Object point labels
---------------

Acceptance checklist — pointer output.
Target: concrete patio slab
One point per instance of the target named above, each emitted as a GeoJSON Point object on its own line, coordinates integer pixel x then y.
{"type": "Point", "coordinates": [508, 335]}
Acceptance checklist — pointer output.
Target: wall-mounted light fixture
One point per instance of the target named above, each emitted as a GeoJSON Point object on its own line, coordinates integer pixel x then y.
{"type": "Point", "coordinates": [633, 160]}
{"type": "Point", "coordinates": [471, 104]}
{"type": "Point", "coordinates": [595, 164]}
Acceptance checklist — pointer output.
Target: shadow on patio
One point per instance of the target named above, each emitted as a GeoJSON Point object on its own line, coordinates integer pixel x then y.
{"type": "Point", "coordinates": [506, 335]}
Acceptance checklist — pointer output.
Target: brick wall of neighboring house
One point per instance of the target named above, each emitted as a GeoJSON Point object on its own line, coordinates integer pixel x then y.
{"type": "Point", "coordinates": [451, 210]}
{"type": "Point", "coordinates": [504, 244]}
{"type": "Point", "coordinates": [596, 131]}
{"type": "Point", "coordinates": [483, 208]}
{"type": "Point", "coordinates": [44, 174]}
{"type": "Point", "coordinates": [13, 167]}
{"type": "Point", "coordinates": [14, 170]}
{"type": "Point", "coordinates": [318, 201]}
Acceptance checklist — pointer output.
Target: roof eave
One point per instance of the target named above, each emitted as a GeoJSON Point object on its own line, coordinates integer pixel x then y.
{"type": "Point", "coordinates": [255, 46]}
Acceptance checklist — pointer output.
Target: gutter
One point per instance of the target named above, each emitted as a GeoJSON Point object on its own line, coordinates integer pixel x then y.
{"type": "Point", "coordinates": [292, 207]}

---------------

**TASK OBJECTIVE**
From the listing, pull out each line that contains the string "wall", matching case exactly.

**SOLUTION**
Target: wall-mounted light fixture
Target: brick wall of neighboring house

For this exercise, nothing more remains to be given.